:: The problem ::
Reproduce all of the records exactly.
** Begin Supplied records **
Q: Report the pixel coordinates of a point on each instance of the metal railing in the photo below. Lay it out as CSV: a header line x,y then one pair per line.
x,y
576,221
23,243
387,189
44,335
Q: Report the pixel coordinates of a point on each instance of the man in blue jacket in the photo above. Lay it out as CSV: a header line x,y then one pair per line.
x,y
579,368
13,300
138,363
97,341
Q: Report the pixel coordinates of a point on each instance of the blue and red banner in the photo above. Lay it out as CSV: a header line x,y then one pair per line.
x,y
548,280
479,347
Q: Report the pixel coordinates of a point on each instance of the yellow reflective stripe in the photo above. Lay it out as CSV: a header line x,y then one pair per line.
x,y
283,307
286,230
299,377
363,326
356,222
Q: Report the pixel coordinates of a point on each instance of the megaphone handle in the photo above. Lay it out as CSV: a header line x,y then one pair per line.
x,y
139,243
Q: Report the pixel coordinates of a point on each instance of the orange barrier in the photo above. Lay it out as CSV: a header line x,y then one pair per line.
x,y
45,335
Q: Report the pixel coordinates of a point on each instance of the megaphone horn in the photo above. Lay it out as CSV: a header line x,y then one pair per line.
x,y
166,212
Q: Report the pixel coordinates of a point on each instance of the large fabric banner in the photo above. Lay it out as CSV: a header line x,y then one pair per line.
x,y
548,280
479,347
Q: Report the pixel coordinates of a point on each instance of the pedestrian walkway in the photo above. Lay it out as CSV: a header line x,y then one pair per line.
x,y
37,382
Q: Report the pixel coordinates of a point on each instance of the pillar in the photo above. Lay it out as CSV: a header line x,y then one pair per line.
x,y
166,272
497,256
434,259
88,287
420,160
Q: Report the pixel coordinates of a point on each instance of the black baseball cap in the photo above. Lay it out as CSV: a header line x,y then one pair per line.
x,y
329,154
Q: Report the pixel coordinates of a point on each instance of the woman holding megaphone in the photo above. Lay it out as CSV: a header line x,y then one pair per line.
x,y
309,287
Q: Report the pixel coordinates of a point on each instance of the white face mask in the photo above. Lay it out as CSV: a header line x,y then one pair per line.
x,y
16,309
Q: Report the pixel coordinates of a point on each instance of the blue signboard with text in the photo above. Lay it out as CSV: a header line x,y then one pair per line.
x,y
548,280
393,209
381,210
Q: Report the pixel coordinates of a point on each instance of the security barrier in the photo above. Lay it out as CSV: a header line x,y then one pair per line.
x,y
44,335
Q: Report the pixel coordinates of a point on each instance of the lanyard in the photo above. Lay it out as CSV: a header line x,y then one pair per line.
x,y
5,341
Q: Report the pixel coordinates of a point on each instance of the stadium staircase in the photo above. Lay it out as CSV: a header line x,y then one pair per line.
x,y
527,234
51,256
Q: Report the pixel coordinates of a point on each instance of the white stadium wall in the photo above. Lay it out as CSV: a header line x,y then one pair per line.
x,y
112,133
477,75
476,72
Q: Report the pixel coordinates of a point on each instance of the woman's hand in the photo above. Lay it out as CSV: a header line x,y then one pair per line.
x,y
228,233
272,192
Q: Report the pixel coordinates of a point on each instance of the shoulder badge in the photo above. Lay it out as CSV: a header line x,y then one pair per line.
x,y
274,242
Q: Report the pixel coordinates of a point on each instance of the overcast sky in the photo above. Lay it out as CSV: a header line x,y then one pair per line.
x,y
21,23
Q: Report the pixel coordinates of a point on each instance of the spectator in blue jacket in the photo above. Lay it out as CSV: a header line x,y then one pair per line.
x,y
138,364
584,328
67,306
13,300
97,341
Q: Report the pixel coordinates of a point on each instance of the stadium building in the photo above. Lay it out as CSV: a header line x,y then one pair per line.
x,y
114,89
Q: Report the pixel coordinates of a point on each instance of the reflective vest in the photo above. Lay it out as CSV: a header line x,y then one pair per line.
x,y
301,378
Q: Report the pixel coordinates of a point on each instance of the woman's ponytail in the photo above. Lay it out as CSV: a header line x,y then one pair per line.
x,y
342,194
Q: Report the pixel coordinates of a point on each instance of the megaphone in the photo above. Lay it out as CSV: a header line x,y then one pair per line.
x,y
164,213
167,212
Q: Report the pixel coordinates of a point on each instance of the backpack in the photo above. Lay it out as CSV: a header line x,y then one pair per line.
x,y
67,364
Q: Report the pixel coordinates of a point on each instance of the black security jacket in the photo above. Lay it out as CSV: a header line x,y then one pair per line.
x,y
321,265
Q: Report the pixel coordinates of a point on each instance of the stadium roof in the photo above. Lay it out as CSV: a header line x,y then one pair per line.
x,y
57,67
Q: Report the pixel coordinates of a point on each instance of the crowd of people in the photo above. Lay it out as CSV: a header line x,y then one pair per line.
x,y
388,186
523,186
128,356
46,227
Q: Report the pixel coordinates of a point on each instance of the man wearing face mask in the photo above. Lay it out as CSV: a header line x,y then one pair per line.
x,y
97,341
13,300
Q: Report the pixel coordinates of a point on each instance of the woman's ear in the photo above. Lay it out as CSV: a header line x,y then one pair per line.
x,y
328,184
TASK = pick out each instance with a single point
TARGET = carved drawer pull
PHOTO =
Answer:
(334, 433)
** End Supplied records **
:: Reply ::
Q: Report the pixel coordinates of a point on each instance of the metal railing in the photo below. Lay it out as CSV: a header line x,y then one pair per line.
x,y
576,221
23,243
387,189
44,335
Q: Report the pixel coordinates of a point on each instance of the man in blue jacket in the photo above. Lay it out as CSV: a header line x,y then one pair per line.
x,y
579,368
13,300
138,363
97,341
Q: Report the pixel coordinates of a point on each instance of the blue and red banner in the photo above. Lay it out as CSV: a header line x,y then one pair per line.
x,y
548,280
479,347
Q: Report the pixel coordinates of a point on each instance of the yellow reflective stripe in the photo above. Lay it out as CSV: a header line x,y then one pair per line.
x,y
283,307
286,230
299,377
363,326
356,222
Q: Report the pixel coordinates of a point on each instance of the megaphone handle in the photo above. Lay it out as CSV: a header line x,y then one pair per line.
x,y
139,243
Q: Report the pixel coordinates of a point on each instance of the orange barrier in the photo above. Lay it out as CSV: a header line x,y then one pair per line.
x,y
45,335
Q: Report the pixel coordinates of a point on each instance of the megaphone horn in the photo above. Lay it out as CSV: a header line x,y then one pair per line.
x,y
166,212
Q: Report the pixel coordinates of a point on each instance of the large fabric banner in the photo above. Lay it out as CSV: a header line x,y then one pair per line.
x,y
548,280
479,347
Q: Report the pixel coordinates of a point on each instance of the pedestrian walkway in the photo above. Lay it out as CSV: a header line x,y then one pair per line.
x,y
37,382
Q: Report the pixel coordinates of a point on each instance of the pillar in the photo above. Lay it out as CSV: a header line x,y then one pair per line.
x,y
166,272
497,256
434,259
88,287
420,160
Q: Report the pixel coordinates of a point on each instance of the black baseball cap in the photo above. Lay it out as CSV: a header line x,y then one pair per line.
x,y
329,154
Q: Report the pixel coordinates of a point on each instance of the woman holding megaphone in the photo above. Lay it out as CSV: a header line x,y then one pair per line.
x,y
309,287
Q: Report the pixel coordinates of a point on each instance of the white face mask in the photo above. Lay it out as CSV: a header line x,y then one pair per line.
x,y
16,309
Q: Report the pixel coordinates of a point on each instance of the blue signboard with text in the photo above. Lay it out as CSV: a header line x,y then one pair per line.
x,y
548,280
393,209
381,210
Q: Report the pixel coordinates of a point on each instance of the security barrier in the photo above. Lay it out as CSV: a header line x,y then one pair per line.
x,y
44,335
Q: Report the pixel coordinates of a point on each instance of the lanyard in the photo above. Lay it out as CSV: a header line x,y then one pair per line.
x,y
5,341
Q: Report the pixel coordinates of a point on each instance of the stadium staircase in the photo above. Lay it out as CSV: a header line x,y then one pair per line.
x,y
527,234
51,256
Q: Report the pixel coordinates of a point on each instance of the white stadium wall in the photo above. Lay it out as CSV: a header line x,y then one pair per line.
x,y
112,133
477,75
476,72
Q: Report the pixel coordinates of a point on each instance of the woman's hand in the photo above. Lay it out as CSV: a header line x,y then one pair per line.
x,y
228,233
272,192
Q: Report the pixel coordinates of a point on each instance of the shoulder badge in the photo above. Lay it out as CSV: a header line x,y then one pair per line.
x,y
274,242
Q: Report the pixel coordinates of a point on each instance of the overcast sky in the photo above. Lay it out as CSV: a header line x,y then one pair per line.
x,y
21,23
Q: Report the pixel coordinates of a point on each instance of the spectator in blue jacket in the photo above. Lay it out as CSV: a header line x,y then one pair per line.
x,y
138,364
584,328
67,306
13,300
97,341
Q: Report the pixel coordinates of a point on each instance of the stadium building in the photo above. Lay it out as CSV: a header line x,y then one pair per line.
x,y
114,89
Q: Report the pixel coordinates of a point on each instance of the reflective vest in the photo above. Lay it out as CSV: a header line x,y then one pair per line.
x,y
301,378
Q: Report the pixel coordinates of a point on each instance of the woman's ponytail in the photo above. Lay it out as CSV: a header line x,y then one pair per line.
x,y
342,194
Q: Report the pixel coordinates of a point on each instance of the megaphone in the photo above. Lay it out as CSV: a header line x,y then one pair per line.
x,y
164,213
167,212
Q: Report the pixel coordinates of a point on each instance of the backpack in the photo above. Lay it out as CSV: a header line x,y then one pair per line.
x,y
67,364
Q: Report the pixel coordinates of a point on each instance of the black security jacket in the photo above. Lay it out as CSV: a header line x,y then one pair per line.
x,y
321,265
Q: Report the pixel coordinates of a point on each instance of the stadium roof in the photo above. Lay it out as CSV: a header line x,y then one pair per line.
x,y
57,67
Q: Report the pixel coordinates of a point on each instance of the crowd of people in the photo above. Lay it out as CSV: a header line x,y then one pair per line.
x,y
388,186
523,186
128,356
46,227
Q: Report the pixel coordinates of a point on each instance of the man wearing face mask in the photo above. Lay it out as CSV: a header line x,y then one pair per line.
x,y
97,341
13,300
Q: Report the pixel coordinates of a point on each instance of the woman's ear in the photo above. Lay it out as CSV: a header line x,y then one pair per line.
x,y
328,184
TASK = pick out each instance with a single point
TARGET = carved drawer pull
PHOTO =
Answer:
(334, 433)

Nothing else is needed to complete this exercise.